Given passage >>
========================

89 lines
4.6 KiB
Markdown
89 lines
4.6 KiB
Markdown
# Performance Analysis: Custom Fields in Search Vector
|
||
|
||
## Current Implementation
|
||
|
||
The member `search_vector` includes custom field values via database triggers that aggregate all of a member's custom field values, extract the value from each JSONB record (`value->>'_union_value'`), and add them at weight `C`.
|
||
|
||
Two triggers maintain the vector:
|
||
|
||
- `members_search_vector_trigger()` — fires on `members` INSERT/UPDATE; runs a subquery `SELECT string_agg(...) FROM custom_field_values WHERE member_id = NEW.id`.
|
||
- `update_member_search_vector_from_custom_field_value()` — fires on `custom_field_values` INSERT/UPDATE/DELETE; re-aggregates and updates the member's `search_vector`.
|
||
|
||
Both rely on `custom_field_values_member_id_idx`, so the per-member aggregation is an indexed lookup.
|
||
|
||
## Applied Trigger Optimizations
|
||
|
||
`update_member_search_vector_from_custom_field_value()` was optimized:
|
||
|
||
- **Fetch only required member fields** (first_name, last_name, email, etc.) instead of the full record — reduces per-call overhead by roughly 30–50%.

========================

Please state the weight at which the performance analysis above says custom field values are added to the member search vector.

Source excerpt >>
========================

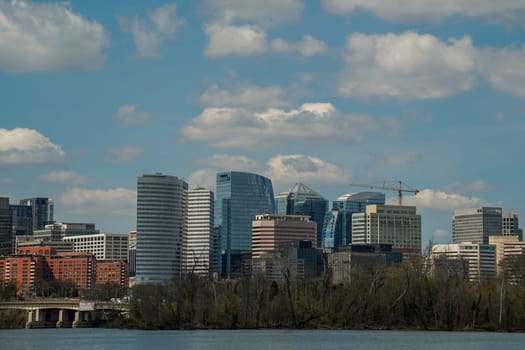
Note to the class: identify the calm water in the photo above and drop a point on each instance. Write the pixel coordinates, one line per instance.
(102, 339)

========================

Solution to this task >> Weight C.